> **What you need to do**
Write out exactly the lines from the one containing "each like [117,271]." through the last line of the records below, including both.

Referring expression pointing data

----------------------------------------

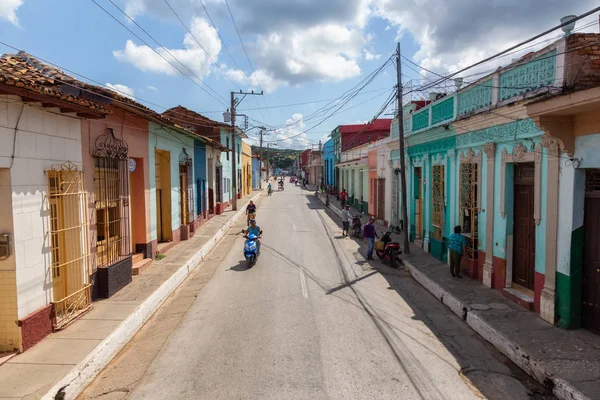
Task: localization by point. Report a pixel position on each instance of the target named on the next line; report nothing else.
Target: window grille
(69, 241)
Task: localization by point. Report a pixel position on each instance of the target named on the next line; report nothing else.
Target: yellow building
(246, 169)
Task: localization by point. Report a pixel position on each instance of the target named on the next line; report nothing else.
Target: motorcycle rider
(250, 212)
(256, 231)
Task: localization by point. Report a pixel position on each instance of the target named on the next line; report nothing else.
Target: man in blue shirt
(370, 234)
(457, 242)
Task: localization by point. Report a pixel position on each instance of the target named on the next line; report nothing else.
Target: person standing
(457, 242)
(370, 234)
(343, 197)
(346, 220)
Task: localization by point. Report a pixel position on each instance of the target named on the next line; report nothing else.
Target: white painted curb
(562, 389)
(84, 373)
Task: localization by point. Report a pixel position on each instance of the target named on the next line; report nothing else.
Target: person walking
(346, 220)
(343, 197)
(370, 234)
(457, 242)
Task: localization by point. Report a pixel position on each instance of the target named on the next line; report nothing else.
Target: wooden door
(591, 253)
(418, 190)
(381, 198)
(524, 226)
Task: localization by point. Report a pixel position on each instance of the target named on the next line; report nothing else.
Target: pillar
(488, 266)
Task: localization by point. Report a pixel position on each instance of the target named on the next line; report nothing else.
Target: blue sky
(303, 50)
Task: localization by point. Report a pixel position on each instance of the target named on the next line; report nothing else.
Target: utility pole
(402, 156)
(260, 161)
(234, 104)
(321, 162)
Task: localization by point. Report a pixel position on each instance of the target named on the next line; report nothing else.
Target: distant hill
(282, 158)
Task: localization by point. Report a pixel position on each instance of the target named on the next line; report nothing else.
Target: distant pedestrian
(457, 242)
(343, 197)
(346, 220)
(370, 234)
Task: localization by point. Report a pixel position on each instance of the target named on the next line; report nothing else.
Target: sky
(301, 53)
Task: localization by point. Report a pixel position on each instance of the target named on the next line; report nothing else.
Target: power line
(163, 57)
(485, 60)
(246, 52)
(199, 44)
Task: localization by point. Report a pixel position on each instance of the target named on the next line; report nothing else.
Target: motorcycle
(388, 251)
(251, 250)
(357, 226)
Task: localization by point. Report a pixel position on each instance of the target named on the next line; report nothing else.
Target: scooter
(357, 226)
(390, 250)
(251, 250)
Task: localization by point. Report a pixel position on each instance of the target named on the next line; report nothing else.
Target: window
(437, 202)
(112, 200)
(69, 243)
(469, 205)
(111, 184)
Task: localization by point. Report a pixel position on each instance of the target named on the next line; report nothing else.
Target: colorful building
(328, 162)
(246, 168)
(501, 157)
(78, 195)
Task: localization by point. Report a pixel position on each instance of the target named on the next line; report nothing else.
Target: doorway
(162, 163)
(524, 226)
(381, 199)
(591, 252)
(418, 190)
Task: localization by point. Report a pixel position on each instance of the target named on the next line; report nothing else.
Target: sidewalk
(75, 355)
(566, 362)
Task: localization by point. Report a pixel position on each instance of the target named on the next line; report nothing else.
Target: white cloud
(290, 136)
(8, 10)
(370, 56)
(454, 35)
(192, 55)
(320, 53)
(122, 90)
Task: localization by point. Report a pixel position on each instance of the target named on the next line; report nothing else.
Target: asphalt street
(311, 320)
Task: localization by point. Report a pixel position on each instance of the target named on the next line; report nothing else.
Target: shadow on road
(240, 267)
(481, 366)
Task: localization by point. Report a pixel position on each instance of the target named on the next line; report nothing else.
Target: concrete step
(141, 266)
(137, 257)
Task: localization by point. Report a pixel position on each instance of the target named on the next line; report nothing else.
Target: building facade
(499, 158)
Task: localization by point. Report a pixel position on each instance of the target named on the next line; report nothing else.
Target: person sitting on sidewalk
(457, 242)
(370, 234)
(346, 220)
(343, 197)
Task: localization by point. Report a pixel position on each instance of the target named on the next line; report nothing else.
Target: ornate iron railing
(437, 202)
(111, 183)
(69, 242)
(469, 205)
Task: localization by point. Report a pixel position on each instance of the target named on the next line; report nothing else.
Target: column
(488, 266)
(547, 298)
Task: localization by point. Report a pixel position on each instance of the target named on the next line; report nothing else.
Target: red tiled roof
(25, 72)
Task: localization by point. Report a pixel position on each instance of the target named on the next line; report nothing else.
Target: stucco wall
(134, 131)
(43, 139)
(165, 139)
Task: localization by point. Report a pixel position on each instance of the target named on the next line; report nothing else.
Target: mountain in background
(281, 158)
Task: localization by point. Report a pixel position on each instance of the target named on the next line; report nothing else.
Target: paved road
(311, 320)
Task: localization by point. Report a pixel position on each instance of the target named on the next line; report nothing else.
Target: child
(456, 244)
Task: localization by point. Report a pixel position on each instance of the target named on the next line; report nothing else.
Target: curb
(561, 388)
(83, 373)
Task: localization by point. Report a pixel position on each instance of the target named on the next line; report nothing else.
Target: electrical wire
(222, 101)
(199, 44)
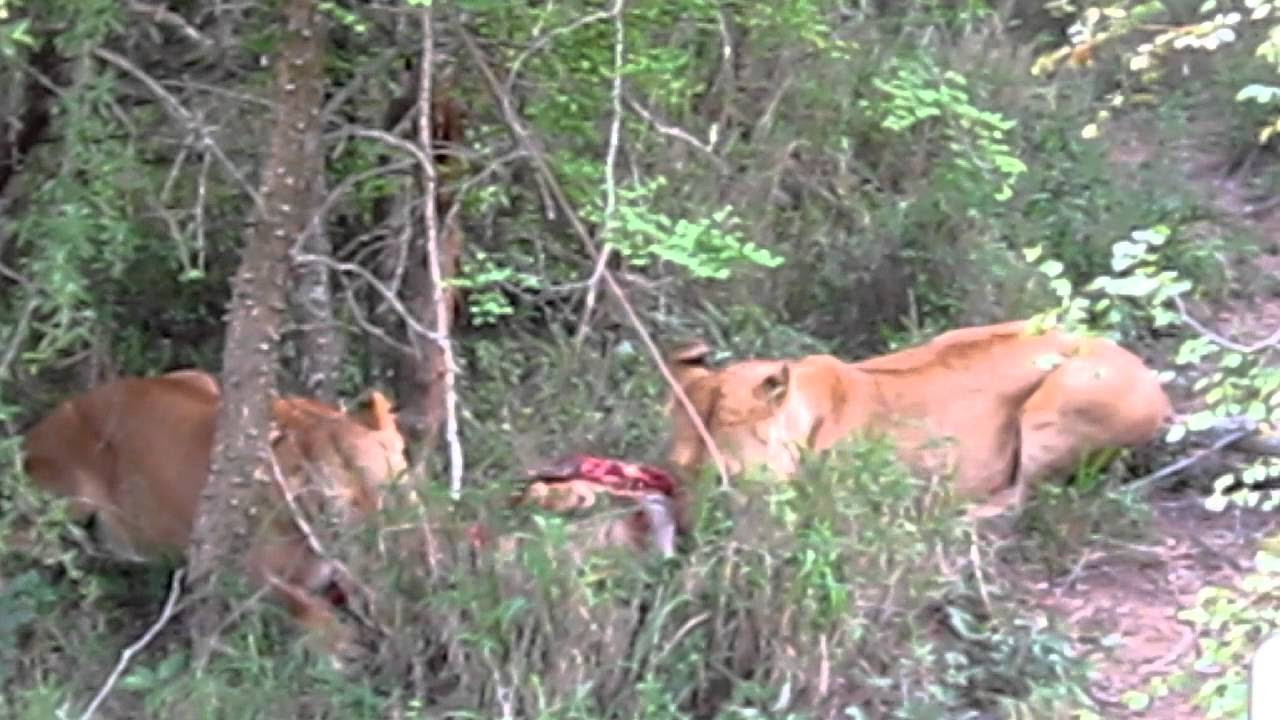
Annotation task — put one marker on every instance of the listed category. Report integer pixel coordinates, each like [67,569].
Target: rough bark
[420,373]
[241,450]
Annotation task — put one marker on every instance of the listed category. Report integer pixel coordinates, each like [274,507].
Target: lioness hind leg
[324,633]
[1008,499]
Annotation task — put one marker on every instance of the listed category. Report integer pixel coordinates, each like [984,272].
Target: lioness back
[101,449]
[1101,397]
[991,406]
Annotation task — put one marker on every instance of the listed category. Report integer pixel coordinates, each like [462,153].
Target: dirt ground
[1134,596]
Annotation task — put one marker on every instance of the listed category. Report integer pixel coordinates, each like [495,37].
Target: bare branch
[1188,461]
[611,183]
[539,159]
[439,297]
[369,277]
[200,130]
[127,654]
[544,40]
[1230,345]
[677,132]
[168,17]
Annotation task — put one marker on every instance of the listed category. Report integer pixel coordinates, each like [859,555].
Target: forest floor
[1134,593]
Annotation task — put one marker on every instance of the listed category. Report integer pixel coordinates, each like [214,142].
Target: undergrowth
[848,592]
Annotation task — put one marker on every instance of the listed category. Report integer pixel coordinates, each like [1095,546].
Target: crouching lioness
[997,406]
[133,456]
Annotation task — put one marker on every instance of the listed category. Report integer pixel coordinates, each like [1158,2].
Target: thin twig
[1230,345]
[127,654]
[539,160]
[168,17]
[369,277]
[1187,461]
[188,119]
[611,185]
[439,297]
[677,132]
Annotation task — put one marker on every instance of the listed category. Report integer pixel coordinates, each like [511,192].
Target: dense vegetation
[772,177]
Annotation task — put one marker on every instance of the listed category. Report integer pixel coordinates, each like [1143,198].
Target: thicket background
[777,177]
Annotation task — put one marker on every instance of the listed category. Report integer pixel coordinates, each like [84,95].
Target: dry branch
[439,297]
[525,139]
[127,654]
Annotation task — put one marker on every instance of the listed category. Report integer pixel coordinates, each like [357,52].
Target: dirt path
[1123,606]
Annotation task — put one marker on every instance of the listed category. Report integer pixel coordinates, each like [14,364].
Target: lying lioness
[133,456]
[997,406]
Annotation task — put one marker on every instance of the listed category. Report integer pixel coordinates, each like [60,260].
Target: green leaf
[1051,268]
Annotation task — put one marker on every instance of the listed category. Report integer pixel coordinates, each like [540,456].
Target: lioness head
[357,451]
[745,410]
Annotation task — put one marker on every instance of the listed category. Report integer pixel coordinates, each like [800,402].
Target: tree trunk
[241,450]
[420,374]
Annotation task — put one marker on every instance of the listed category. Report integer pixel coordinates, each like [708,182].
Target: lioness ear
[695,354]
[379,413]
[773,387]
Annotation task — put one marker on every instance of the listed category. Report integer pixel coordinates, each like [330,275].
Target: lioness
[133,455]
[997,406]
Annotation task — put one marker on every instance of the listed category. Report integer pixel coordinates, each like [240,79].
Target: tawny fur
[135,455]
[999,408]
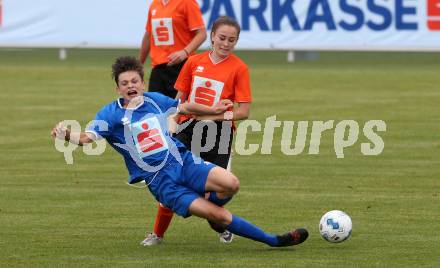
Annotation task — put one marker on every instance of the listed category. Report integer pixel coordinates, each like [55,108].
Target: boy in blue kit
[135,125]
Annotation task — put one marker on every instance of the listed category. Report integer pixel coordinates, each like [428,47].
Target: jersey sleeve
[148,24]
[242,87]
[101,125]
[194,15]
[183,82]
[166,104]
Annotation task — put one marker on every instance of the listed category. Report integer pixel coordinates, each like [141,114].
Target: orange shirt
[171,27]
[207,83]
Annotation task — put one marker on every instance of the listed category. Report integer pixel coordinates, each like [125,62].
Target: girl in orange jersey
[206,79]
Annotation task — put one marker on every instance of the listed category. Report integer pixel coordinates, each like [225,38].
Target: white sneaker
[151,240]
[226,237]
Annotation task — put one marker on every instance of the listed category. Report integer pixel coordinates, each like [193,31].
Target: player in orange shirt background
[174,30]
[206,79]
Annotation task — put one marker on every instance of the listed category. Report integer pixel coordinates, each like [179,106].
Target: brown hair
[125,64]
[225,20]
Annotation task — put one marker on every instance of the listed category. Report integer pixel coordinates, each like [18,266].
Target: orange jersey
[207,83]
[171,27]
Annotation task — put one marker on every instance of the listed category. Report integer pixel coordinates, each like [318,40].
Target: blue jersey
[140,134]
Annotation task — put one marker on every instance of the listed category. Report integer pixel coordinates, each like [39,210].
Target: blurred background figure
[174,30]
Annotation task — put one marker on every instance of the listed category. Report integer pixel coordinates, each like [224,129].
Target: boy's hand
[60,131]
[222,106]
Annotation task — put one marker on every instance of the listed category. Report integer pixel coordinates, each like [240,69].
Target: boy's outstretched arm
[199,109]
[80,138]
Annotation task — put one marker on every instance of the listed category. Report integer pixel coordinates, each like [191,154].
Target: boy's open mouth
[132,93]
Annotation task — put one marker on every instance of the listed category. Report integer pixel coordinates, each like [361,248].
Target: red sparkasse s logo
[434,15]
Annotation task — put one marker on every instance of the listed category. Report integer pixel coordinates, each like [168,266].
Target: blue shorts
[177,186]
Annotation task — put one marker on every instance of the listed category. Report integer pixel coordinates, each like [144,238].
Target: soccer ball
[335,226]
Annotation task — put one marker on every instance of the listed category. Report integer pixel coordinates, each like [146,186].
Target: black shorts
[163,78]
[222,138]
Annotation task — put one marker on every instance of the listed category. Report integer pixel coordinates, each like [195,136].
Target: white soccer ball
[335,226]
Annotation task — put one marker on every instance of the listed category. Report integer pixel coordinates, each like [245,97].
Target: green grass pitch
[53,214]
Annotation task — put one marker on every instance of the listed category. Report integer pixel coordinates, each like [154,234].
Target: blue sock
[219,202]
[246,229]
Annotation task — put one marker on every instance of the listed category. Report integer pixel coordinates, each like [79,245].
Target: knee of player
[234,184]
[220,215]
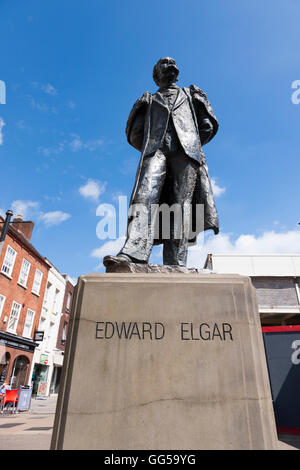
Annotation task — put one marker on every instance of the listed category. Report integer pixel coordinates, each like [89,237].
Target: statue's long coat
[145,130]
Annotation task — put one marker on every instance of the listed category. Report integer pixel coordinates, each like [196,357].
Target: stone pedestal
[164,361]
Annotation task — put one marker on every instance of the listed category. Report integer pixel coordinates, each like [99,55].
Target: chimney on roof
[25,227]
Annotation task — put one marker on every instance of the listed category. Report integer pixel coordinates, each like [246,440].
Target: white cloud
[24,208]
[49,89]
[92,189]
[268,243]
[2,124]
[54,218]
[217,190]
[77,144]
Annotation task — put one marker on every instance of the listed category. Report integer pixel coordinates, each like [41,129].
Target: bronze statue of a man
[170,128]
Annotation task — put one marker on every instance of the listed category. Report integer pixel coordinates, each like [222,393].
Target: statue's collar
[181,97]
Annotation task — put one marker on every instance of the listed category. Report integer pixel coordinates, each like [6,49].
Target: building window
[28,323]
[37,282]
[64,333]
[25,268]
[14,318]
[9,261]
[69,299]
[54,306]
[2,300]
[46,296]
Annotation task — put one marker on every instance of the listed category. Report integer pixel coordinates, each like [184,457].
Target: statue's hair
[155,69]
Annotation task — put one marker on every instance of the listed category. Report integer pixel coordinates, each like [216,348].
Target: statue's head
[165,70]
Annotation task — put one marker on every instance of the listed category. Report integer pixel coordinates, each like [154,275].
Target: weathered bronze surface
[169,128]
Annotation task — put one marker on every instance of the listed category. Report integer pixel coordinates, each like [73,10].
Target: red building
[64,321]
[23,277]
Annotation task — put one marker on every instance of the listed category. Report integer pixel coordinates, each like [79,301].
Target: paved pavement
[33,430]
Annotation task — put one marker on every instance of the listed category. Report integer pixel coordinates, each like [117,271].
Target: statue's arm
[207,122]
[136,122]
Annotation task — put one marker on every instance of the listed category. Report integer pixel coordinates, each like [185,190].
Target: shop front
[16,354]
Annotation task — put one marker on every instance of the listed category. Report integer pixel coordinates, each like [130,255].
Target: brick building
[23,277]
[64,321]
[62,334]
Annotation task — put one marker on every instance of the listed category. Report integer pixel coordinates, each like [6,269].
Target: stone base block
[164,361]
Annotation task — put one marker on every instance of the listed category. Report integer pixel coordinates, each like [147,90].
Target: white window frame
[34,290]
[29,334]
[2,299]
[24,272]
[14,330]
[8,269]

----------------------------------------

> **Reply to the task**
Annotation task — put one marker on every instance of the listed category. Report integer pixel coordinates, each like [117,271].
Target: statue's arm
[207,122]
[136,122]
Annotation task — put one marker on every instance of the listed category. Report integer pixel coordinates, each like [185,190].
Target: shop front
[16,354]
Annotation task — put one marker on every instance of the listed category. Report integer pixel coordinates, each like [130,255].
Target: brick building
[23,277]
[64,321]
[62,334]
Annotation task — put one marker on every instance of the listed category. Report integer pixel coordinates, each like [6,269].
Target: stone base block
[164,361]
Annotation task — put one marker on every instance of the listed category. Report integer pixel coordinates, each like [147,90].
Target: white window frame
[34,290]
[29,334]
[2,299]
[24,272]
[14,330]
[8,269]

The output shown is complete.